▶ _Recorded data_:
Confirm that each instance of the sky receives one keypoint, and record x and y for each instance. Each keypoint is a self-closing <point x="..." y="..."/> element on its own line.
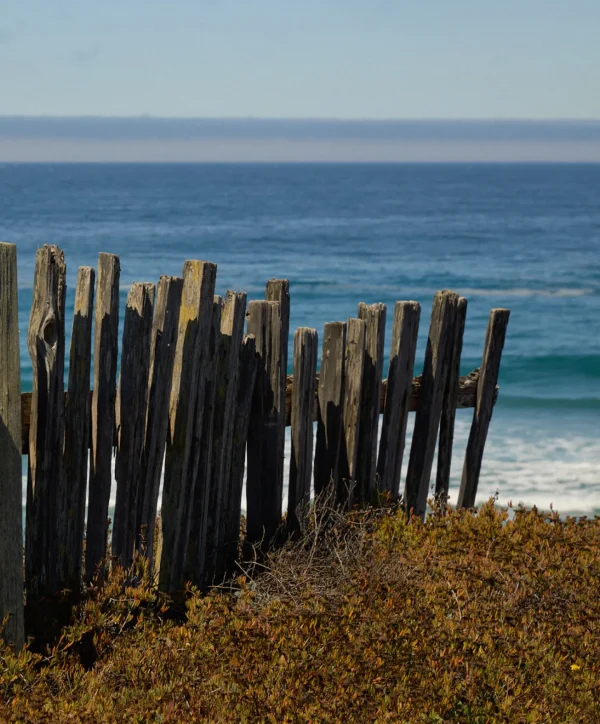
<point x="338" y="59"/>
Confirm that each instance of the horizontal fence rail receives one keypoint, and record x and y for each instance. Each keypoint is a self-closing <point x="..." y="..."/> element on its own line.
<point x="203" y="386"/>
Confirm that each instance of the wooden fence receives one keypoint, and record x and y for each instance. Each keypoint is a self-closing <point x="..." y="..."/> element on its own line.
<point x="196" y="391"/>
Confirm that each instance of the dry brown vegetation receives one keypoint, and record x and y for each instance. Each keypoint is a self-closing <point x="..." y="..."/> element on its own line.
<point x="469" y="617"/>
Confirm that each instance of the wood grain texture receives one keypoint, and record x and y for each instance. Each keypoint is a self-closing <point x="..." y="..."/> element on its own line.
<point x="448" y="417"/>
<point x="490" y="367"/>
<point x="185" y="419"/>
<point x="77" y="432"/>
<point x="374" y="316"/>
<point x="306" y="344"/>
<point x="435" y="373"/>
<point x="11" y="527"/>
<point x="131" y="413"/>
<point x="162" y="357"/>
<point x="243" y="404"/>
<point x="106" y="348"/>
<point x="46" y="344"/>
<point x="397" y="396"/>
<point x="330" y="407"/>
<point x="354" y="364"/>
<point x="263" y="490"/>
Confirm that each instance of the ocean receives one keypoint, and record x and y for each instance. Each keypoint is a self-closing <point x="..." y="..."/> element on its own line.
<point x="526" y="237"/>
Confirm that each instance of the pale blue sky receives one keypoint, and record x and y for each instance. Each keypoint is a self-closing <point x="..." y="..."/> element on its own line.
<point x="301" y="58"/>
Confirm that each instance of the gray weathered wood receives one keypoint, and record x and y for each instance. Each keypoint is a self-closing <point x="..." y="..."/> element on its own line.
<point x="330" y="407"/>
<point x="354" y="364"/>
<point x="106" y="348"/>
<point x="446" y="439"/>
<point x="278" y="290"/>
<point x="202" y="503"/>
<point x="263" y="490"/>
<point x="488" y="378"/>
<point x="185" y="419"/>
<point x="398" y="390"/>
<point x="11" y="526"/>
<point x="231" y="336"/>
<point x="131" y="411"/>
<point x="46" y="343"/>
<point x="374" y="316"/>
<point x="162" y="356"/>
<point x="243" y="404"/>
<point x="435" y="373"/>
<point x="306" y="343"/>
<point x="77" y="432"/>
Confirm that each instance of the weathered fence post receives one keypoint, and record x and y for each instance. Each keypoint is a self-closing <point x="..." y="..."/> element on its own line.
<point x="243" y="403"/>
<point x="330" y="407"/>
<point x="263" y="490"/>
<point x="397" y="398"/>
<point x="449" y="406"/>
<point x="185" y="419"/>
<point x="306" y="344"/>
<point x="486" y="388"/>
<point x="231" y="336"/>
<point x="354" y="363"/>
<point x="201" y="505"/>
<point x="11" y="527"/>
<point x="131" y="410"/>
<point x="374" y="317"/>
<point x="106" y="321"/>
<point x="162" y="356"/>
<point x="46" y="343"/>
<point x="77" y="432"/>
<point x="435" y="372"/>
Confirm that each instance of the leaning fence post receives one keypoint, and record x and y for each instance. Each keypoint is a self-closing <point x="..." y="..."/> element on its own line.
<point x="11" y="527"/>
<point x="435" y="373"/>
<point x="162" y="355"/>
<point x="447" y="420"/>
<point x="77" y="431"/>
<point x="374" y="317"/>
<point x="354" y="363"/>
<point x="243" y="402"/>
<point x="46" y="343"/>
<point x="263" y="490"/>
<point x="303" y="403"/>
<point x="330" y="407"/>
<point x="185" y="419"/>
<point x="106" y="321"/>
<point x="132" y="406"/>
<point x="486" y="388"/>
<point x="397" y="398"/>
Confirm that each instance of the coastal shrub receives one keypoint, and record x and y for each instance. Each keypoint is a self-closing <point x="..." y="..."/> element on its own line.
<point x="485" y="617"/>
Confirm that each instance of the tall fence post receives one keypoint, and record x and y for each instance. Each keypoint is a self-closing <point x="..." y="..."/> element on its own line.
<point x="397" y="399"/>
<point x="132" y="407"/>
<point x="354" y="363"/>
<point x="77" y="432"/>
<point x="202" y="504"/>
<point x="448" y="418"/>
<point x="374" y="317"/>
<point x="185" y="419"/>
<point x="486" y="388"/>
<point x="435" y="372"/>
<point x="243" y="402"/>
<point x="11" y="527"/>
<point x="106" y="344"/>
<point x="228" y="371"/>
<point x="46" y="343"/>
<point x="330" y="408"/>
<point x="306" y="344"/>
<point x="162" y="356"/>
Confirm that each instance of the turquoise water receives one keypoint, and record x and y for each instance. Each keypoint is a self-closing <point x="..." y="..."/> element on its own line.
<point x="526" y="237"/>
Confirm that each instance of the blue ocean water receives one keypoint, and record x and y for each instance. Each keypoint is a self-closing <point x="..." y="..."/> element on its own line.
<point x="526" y="237"/>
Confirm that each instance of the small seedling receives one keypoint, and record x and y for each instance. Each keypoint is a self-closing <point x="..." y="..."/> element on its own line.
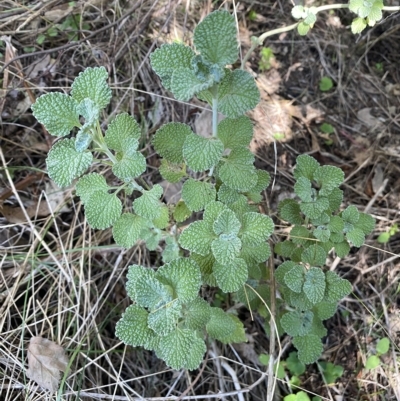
<point x="267" y="55"/>
<point x="331" y="372"/>
<point x="226" y="245"/>
<point x="382" y="347"/>
<point x="325" y="84"/>
<point x="384" y="238"/>
<point x="327" y="130"/>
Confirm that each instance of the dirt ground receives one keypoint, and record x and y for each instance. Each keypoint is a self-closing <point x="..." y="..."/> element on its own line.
<point x="63" y="281"/>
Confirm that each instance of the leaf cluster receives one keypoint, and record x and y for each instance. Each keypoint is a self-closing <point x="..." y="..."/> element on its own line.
<point x="202" y="71"/>
<point x="318" y="227"/>
<point x="169" y="317"/>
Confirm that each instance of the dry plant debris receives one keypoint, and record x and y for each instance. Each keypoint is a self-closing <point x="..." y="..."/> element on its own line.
<point x="46" y="359"/>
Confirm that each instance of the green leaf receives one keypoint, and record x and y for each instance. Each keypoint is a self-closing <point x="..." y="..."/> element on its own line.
<point x="226" y="248"/>
<point x="358" y="25"/>
<point x="181" y="212"/>
<point x="169" y="58"/>
<point x="342" y="249"/>
<point x="314" y="255"/>
<point x="231" y="276"/>
<point x="64" y="163"/>
<point x="183" y="276"/>
<point x="289" y="210"/>
<point x="351" y="214"/>
<point x="365" y="223"/>
<point x="202" y="153"/>
<point x="182" y="348"/>
<point x="164" y="319"/>
<point x="132" y="328"/>
<point x="169" y="139"/>
<point x="237" y="94"/>
<point x="131" y="164"/>
<point x="356" y="237"/>
<point x="211" y="213"/>
<point x="305" y="167"/>
<point x="263" y="180"/>
<point x="336" y="224"/>
<point x="295" y="367"/>
<point x="90" y="111"/>
<point x="235" y="132"/>
<point x="82" y="141"/>
<point x="150" y="292"/>
<point x="197" y="313"/>
<point x="171" y="251"/>
<point x="220" y="325"/>
<point x="197" y="238"/>
<point x="255" y="254"/>
<point x="322" y="233"/>
<point x="297" y="323"/>
<point x="382" y="346"/>
<point x="148" y="205"/>
<point x="206" y="264"/>
<point x="92" y="84"/>
<point x="303" y="28"/>
<point x="314" y="285"/>
<point x="314" y="209"/>
<point x="325" y="84"/>
<point x="298" y="12"/>
<point x="302" y="189"/>
<point x="162" y="221"/>
<point x="238" y="171"/>
<point x="256" y="228"/>
<point x="134" y="272"/>
<point x="281" y="271"/>
<point x="226" y="223"/>
<point x="294" y="278"/>
<point x="127" y="229"/>
<point x="90" y="183"/>
<point x="299" y="235"/>
<point x="102" y="209"/>
<point x="215" y="38"/>
<point x="228" y="195"/>
<point x="57" y="112"/>
<point x="309" y="348"/>
<point x="373" y="362"/>
<point x="197" y="194"/>
<point x="328" y="177"/>
<point x="185" y="84"/>
<point x="336" y="287"/>
<point x="172" y="172"/>
<point x="122" y="127"/>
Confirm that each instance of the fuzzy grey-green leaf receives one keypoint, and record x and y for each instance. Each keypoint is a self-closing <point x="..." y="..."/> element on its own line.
<point x="64" y="163"/>
<point x="197" y="194"/>
<point x="126" y="230"/>
<point x="120" y="129"/>
<point x="57" y="112"/>
<point x="183" y="276"/>
<point x="169" y="139"/>
<point x="90" y="183"/>
<point x="231" y="276"/>
<point x="168" y="58"/>
<point x="102" y="209"/>
<point x="92" y="84"/>
<point x="201" y="153"/>
<point x="132" y="328"/>
<point x="215" y="38"/>
<point x="238" y="93"/>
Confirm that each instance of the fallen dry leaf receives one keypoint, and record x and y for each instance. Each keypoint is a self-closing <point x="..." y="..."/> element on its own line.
<point x="45" y="360"/>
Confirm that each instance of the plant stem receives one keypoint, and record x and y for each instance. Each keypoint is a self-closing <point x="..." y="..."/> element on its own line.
<point x="215" y="116"/>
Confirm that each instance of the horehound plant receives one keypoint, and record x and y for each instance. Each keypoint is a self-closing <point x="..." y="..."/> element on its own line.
<point x="226" y="244"/>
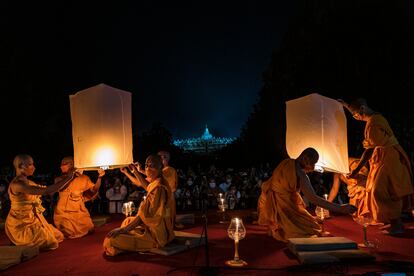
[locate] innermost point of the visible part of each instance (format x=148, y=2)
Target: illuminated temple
x=205, y=144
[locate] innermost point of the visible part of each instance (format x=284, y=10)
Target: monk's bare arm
x=309, y=192
x=21, y=185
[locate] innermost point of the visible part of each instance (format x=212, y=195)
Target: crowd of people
x=379, y=187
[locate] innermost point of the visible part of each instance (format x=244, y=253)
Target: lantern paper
x=319, y=122
x=101, y=127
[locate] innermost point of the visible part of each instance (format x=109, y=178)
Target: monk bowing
x=282, y=208
x=25, y=224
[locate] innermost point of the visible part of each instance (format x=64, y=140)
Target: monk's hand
x=115, y=232
x=101, y=172
x=348, y=209
x=352, y=175
x=132, y=167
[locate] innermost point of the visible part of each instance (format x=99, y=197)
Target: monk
x=283, y=211
x=71, y=216
x=25, y=224
x=152, y=227
x=355, y=186
x=170, y=174
x=389, y=187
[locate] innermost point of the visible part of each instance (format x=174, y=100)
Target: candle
x=237, y=230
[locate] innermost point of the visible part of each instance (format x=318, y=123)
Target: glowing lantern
x=101, y=127
x=319, y=122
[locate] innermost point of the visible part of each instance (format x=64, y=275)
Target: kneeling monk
x=152, y=227
x=282, y=208
x=25, y=224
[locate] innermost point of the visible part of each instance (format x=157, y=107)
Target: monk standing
x=25, y=224
x=389, y=187
x=283, y=209
x=71, y=216
x=152, y=227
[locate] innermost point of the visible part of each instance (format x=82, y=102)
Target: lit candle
x=237, y=230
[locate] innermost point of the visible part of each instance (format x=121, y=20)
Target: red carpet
x=265, y=256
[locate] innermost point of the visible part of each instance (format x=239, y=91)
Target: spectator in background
x=116, y=196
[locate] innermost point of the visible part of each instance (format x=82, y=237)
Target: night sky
x=187, y=66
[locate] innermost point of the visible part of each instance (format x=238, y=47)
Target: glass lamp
x=236, y=231
x=128, y=208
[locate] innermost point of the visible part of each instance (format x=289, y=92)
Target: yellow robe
x=71, y=216
x=356, y=187
x=261, y=203
x=285, y=212
x=25, y=224
x=390, y=178
x=156, y=229
x=170, y=174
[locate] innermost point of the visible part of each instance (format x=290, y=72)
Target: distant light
x=319, y=169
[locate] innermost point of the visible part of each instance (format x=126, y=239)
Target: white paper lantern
x=101, y=127
x=319, y=122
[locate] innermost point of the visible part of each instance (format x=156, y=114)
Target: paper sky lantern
x=319, y=122
x=101, y=127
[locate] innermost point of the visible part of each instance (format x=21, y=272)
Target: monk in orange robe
x=389, y=187
x=25, y=224
x=153, y=226
x=71, y=216
x=283, y=211
x=170, y=174
x=355, y=186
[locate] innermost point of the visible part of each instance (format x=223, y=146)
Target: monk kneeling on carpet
x=152, y=227
x=281, y=207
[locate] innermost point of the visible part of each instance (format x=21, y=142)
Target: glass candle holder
x=236, y=232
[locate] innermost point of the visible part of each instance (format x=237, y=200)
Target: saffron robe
x=156, y=227
x=390, y=179
x=284, y=211
x=170, y=174
x=71, y=216
x=356, y=187
x=26, y=225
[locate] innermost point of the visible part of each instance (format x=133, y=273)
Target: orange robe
x=71, y=216
x=170, y=174
x=390, y=178
x=356, y=187
x=284, y=211
x=156, y=229
x=261, y=203
x=25, y=224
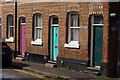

▶ _Task prompt_: Edit the items starting at the line that contains "Confirm that each instance of the plant" and ending after the line that contains "x=379, y=187", replacing "innermost" with "central" and keeping everything else the same. Omit the pictures from your answer.

▶ _Solution to this problem_:
Confirm that each instance of the plant stem receives one keypoint, and record x and y for each instance. Each keypoint is a self-closing <point x="..." y="..."/> element on its own line.
<point x="215" y="116"/>
Confirm that each instance of the horehound plant receives one keypoint, and record x and y for each instance. Each keypoint is a self-closing <point x="..." y="..."/> element on its own line.
<point x="226" y="244"/>
[locate] central point of the visible part of each instance (format x=148, y=2)
Target: illuminated temple
x=205, y=144
[locate] central point of the visible part of each instance (format x=284, y=10)
Target: monk's bare arm
x=309, y=192
x=21, y=185
[locate] central point of the visible part of each instance (format x=212, y=195)
Target: crowd of people
x=379, y=187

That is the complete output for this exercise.